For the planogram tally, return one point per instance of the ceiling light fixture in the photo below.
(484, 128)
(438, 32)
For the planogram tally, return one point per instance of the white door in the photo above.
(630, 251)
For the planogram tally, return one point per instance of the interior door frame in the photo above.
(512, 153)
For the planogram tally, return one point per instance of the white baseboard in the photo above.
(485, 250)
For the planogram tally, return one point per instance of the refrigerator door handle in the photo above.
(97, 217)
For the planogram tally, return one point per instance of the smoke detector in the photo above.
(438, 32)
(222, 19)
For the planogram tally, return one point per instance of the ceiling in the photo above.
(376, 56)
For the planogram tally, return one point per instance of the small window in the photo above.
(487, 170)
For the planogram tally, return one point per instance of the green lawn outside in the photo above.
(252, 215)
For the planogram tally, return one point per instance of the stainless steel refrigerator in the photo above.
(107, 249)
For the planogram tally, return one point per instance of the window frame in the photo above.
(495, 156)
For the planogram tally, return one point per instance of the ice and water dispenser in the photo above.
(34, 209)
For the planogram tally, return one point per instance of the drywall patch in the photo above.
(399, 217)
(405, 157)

Problem details -
Copy all of the data exactly.

Output of the task -
For the planogram tally, return one point per instance of the ceiling light fixture in the photo below.
(484, 128)
(438, 32)
For the planogram tally, return one point per instance of the white door in the photo above.
(630, 251)
For the planogram tally, return one point per instance of the interior door frame in the photo above.
(512, 153)
For the planogram tally, return one point per instance of the white baseboard in the photo above.
(485, 250)
For the planogram tally, return one point per instance of the refrigerator door handle in the photo above.
(97, 217)
For the planogram tally, return one point per instance of the smoke detector in the photo above.
(438, 32)
(222, 19)
For the planogram tally, return one point per instance of the ceiling in the photo above.
(376, 56)
For the planogram tally, return one point per instance of the small window in the photo above.
(487, 170)
For the planogram tally, return one point per instance of the green lawn outside in the photo above.
(252, 215)
For the planogram tally, return one point per instance of the stainless steel refrigerator in the photo above.
(107, 249)
For the planogram tally, return one point per instance of the window frame in the photo above.
(495, 156)
For the planogram tally, return one point per instance of the ice and water dispenser in the photo above.
(34, 209)
For the planogram tally, return one point per instance of the drywall patch in the photo above.
(399, 217)
(405, 157)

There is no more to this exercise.